UNE ROSE ET UN BALAI - MICHEL SIMONET

Trente ans. Cela fait trente ans que Michel Simonet balaie les rues de la ville de Fribourg. Sa particularité? Il arbore une rose sur le coin de son char. Un peu de beauté au-dessus des immondices qui s'accumulent au fur et à mesure qu'il parcourt les rues. Combinaison orange fluo et lunettes à soleil assorties, Michel Simonet arpente les trottoirs et les ruelles l'esprit libre et le sourire aux lèvres. Il est un peu, à son insu, une des mémoires vivantes de la ville, témoin de son évolution, ami silencieux et discret de tous nos états d'âmes. Nos déchets racontent beaucoup de qui nous sommes. Que jetons-nous aux ordures? Quand? Comment? Pourquoi? Michel répertorie tout et chaque 1er de l'an, il récite l'intégralité de son butin. Souvent, je me dis que son rôle est bien plus important que "juste" balayer, nettoyer, racler, trier. Il renseigne, éduque aussi parfois, rigole, dirige les touristes. Il veille aussi un peu sur nos rêves, lorsqu'à 4h30 son réveil sonne et qu'à 5 heures il empoigne son balai. Il nous autorise chaque matin à nous lever dans une ville propre, comme neuve, une ville blanche sur laquelle nous pouvons écrire nos espoirs et nos envies. Michel nous autorise chaque jour à réécrire notre présent.

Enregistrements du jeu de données

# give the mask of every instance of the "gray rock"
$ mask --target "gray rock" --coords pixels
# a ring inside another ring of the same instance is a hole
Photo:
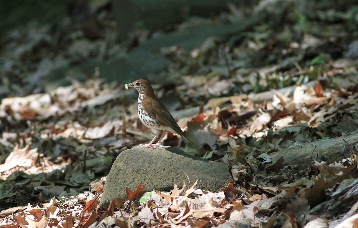
[[[100,207],[108,206],[115,198],[127,200],[125,189],[137,189],[141,182],[146,184],[144,192],[170,190],[183,180],[189,185],[186,174],[195,188],[211,192],[225,187],[231,177],[226,165],[188,154],[179,149],[166,147],[154,149],[137,147],[122,152],[117,157],[107,177]]]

LISTE DES CONSIGNES |
1. Reproduisez à l'identique l'intégralité du listing ci-dessus, en omettant les images.
2. Prolongez le texte consacré au balayeur fribourgeois Michel Simonet au-delà de sa dernière phrase.

RÉPONSES AUX EXERCICES |
1.
# give the mask of every instance of the "gray rock"
$ mask --target "gray rock" --coords pixels
# a ring inside another ring of the same instance is a hole
Photo:
[[[100,207],[108,206],[115,198],[127,200],[125,189],[137,189],[141,182],[146,184],[144,192],[170,190],[183,180],[189,185],[186,174],[195,188],[211,192],[225,187],[231,177],[226,165],[188,154],[179,149],[166,147],[154,149],[137,147],[122,152],[117,157],[107,177]]]

2.
Copyright: Julien James Auzan

Il se décrit comme un ambitieux à l'envers. Il est descendu dans la rue, vers l'extérieur, l'air libre, la liberté. Un travail utile qui ne cadre pas vraiment avec la vision traditionnelle de la réussite où le statut social est tellement nécessaire à l'équilibre existentiel. 

"A proprement parler, le balayeur n'emmerde personne, au contraire, il la ramasse."

Il côtoie toutes les classes sociales: les prostituées, les clochards, les employé.es de bureau, les notables, fête même des naissances de bonne heure le matin avec un jeune papa qui a vu naître son premier enfant dans la nuit. Une coupe de mousseux sur le trottoir, ça lui est arrivé une fois. Homme lettré, qui aime la poésie, il ramène les bouteilles consignées et s'offre, chaque mois, un livre de la prestigieuse collection de La Pléiade. "Balayeur et fier de lettres". Preuve que l'on peut se recycler dans la littérature.

Dans cette sublime adaptation mise en scène par Nicolas Rossier et Geneviève Pasquier, nous prenons le temps d'apprécier, voire de découvrir pour certain.es, la poésie du quotidien. Yves Jenny et Alexandre Cellier donnent corps à cet inventaire à la Prévert. Ils deviennent jongleurs de sacs poubelles. Les déchets chantent, les roses sifflent, les arrosoirs et les bidons résonnent. Qui aurait pu croire que les détritus ont tant de choses à raconter, tant d'histoires à chanter, tant de destins à mettre en lumière? La place du cantonnier dans notre société. Trop facilement jugé ou injustement passé à tabac avec chacun de nos mégots que nous jetons par terre et non dans une poubelle, le balayeur de rue est pourtant un élément essentiel à notre bien-être. C'est une véritable philosophie de rue qui nous est transmise et qui nous  apprend à ralentir. Apprendre à prendre notre temps pour ne pas le perdre. Nous nous essoufflons bien trop souvent et le cantonnier nous distille, avec son métier répétitif, sa danse du balai, circulaire et infinie, une certaine sagesse de la sérénité.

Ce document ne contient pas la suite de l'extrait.